Direction - Which lines in the entries below contain the word "smartphone"? Pull out each of them, copied in full.

_ _ _ _

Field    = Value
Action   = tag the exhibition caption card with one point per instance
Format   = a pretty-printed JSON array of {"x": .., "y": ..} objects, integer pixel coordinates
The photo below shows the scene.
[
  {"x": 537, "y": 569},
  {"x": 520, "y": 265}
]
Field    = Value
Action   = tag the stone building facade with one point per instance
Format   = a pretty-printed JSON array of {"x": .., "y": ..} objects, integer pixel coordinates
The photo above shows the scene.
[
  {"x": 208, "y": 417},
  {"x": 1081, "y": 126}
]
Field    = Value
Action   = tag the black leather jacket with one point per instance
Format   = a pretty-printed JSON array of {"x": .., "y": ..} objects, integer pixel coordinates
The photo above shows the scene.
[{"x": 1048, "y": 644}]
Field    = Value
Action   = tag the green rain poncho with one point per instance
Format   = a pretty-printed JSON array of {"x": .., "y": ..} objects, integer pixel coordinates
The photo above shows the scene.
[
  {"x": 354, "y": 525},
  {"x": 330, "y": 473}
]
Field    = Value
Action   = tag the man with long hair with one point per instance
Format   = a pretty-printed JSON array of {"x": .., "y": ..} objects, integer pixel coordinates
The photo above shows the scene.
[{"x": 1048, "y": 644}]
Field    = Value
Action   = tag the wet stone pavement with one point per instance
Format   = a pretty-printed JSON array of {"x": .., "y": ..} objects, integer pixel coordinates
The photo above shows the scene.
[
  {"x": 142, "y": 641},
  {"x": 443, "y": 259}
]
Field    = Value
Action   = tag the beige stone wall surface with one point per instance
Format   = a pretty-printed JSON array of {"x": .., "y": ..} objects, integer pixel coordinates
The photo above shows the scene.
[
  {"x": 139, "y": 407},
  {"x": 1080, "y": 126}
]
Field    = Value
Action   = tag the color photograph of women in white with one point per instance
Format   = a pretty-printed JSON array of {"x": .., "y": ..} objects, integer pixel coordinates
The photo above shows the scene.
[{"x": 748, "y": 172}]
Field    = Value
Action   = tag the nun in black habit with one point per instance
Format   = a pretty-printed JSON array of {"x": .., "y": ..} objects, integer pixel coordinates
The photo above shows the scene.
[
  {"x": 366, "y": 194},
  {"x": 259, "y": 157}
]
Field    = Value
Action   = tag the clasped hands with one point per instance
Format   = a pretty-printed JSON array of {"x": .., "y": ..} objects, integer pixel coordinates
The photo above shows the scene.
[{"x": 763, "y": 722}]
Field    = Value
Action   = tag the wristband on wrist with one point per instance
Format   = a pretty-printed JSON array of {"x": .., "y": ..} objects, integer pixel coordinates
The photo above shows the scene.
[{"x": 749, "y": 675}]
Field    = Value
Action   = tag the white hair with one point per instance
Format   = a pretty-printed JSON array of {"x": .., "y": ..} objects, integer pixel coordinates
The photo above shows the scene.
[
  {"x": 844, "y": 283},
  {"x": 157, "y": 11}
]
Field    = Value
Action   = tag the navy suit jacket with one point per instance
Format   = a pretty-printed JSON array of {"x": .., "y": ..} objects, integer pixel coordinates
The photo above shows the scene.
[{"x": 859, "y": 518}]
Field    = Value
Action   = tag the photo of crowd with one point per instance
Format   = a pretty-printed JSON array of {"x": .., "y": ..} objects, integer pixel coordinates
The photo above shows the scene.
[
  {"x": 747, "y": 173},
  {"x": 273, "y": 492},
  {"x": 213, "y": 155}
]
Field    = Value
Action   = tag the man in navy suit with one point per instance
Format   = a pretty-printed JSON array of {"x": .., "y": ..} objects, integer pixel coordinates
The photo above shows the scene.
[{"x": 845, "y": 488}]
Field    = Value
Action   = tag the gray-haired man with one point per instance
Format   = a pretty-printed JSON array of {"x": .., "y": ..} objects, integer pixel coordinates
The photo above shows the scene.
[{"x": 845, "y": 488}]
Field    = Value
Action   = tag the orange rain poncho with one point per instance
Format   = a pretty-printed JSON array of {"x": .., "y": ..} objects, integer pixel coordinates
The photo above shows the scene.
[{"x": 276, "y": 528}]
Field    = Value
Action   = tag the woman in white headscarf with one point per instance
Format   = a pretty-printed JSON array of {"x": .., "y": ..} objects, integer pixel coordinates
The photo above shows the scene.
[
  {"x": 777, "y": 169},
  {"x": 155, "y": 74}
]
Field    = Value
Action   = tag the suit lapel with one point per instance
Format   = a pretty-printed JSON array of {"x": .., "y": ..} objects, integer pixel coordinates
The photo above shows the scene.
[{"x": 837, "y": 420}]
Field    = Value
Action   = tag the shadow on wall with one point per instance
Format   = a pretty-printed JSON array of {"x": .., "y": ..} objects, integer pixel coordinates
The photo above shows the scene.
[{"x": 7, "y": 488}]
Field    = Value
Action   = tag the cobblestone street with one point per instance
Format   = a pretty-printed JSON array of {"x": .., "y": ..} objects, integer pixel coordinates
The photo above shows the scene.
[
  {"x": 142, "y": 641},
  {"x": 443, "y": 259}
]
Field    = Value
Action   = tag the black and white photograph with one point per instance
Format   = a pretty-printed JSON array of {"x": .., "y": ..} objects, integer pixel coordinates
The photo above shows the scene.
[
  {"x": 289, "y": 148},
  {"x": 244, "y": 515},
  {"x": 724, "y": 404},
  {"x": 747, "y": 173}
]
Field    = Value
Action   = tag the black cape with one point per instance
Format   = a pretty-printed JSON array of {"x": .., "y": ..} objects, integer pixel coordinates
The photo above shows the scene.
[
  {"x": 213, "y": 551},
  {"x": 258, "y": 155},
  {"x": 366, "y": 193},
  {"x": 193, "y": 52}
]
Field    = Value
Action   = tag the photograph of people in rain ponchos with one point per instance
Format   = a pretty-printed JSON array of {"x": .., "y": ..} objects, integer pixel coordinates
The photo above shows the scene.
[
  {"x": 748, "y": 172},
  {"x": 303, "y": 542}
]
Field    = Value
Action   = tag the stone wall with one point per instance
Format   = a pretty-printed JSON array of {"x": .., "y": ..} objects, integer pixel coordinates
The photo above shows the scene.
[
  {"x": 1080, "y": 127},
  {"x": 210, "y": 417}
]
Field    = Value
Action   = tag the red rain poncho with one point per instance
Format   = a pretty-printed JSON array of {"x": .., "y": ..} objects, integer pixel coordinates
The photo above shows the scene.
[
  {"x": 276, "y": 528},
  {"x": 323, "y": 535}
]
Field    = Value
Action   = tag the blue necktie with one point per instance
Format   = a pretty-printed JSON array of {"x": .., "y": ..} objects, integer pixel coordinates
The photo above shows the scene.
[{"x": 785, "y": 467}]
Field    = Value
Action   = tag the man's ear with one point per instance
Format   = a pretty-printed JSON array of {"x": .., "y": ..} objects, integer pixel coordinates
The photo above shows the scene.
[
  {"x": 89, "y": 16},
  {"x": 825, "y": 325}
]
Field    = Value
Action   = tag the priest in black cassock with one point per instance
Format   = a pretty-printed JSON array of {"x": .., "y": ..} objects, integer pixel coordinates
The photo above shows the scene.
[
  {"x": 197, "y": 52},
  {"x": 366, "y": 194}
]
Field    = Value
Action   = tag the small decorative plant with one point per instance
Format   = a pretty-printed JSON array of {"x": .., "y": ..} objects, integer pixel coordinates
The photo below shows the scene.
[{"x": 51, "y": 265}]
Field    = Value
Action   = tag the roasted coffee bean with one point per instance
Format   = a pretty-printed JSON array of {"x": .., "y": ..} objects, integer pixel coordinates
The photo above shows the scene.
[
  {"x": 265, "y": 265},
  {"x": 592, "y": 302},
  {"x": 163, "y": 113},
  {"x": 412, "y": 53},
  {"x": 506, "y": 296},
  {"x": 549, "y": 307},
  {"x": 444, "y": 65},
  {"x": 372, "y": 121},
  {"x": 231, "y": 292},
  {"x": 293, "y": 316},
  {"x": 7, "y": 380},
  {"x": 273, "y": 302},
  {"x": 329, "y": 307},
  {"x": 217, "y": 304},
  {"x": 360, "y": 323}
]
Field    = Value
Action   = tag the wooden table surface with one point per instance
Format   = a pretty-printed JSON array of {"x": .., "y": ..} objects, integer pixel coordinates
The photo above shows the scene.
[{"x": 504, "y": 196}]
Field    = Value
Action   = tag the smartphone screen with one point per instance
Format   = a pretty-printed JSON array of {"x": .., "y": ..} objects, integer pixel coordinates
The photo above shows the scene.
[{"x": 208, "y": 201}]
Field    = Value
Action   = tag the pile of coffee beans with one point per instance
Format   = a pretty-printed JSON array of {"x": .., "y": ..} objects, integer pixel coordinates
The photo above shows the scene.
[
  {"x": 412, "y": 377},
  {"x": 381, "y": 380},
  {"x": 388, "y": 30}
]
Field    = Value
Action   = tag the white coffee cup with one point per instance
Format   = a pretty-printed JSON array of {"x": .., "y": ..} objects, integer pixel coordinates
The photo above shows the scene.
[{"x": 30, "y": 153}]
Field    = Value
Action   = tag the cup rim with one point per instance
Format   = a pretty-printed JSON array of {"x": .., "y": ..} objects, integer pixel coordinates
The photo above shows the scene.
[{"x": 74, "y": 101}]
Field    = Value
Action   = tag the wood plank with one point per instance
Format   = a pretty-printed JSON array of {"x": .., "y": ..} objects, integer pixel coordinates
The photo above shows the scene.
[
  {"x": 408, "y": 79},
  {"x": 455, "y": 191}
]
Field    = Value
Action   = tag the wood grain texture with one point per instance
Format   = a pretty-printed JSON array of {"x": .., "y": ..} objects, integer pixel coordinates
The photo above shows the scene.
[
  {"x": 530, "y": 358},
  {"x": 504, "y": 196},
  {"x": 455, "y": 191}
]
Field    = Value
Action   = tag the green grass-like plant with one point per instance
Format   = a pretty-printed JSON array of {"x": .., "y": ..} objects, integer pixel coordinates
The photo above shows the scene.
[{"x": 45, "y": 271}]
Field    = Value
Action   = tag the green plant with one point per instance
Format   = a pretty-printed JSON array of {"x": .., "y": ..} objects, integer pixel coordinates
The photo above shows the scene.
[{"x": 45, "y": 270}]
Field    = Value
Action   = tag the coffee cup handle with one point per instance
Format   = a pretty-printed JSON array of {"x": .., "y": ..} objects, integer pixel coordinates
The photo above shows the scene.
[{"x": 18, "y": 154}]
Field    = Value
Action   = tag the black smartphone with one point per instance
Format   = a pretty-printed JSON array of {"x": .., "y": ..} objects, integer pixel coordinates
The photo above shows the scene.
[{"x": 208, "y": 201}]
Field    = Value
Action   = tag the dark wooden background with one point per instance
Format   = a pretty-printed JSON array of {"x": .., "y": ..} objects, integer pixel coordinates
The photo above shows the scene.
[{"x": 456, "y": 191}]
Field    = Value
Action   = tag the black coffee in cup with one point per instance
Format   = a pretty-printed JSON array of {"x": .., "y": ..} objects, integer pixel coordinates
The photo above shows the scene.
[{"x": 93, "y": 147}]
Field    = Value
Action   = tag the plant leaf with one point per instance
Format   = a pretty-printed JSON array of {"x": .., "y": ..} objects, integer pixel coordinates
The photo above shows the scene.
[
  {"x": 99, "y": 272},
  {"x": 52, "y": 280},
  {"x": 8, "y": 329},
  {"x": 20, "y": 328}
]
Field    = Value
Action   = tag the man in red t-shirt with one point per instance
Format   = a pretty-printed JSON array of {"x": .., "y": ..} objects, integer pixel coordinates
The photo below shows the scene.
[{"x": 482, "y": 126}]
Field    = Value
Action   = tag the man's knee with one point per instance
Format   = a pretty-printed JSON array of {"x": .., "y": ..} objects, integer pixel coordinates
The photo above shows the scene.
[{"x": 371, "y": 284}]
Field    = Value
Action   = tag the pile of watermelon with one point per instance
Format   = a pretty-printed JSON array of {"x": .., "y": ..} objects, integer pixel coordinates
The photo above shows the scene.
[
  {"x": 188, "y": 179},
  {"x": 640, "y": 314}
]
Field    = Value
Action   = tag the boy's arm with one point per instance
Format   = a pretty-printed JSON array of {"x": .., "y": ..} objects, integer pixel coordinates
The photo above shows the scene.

_ _ _ _

Full solution -
Action   = tag the smartphone screen with one point per instance
Action   = tag the black smartphone with one point per instance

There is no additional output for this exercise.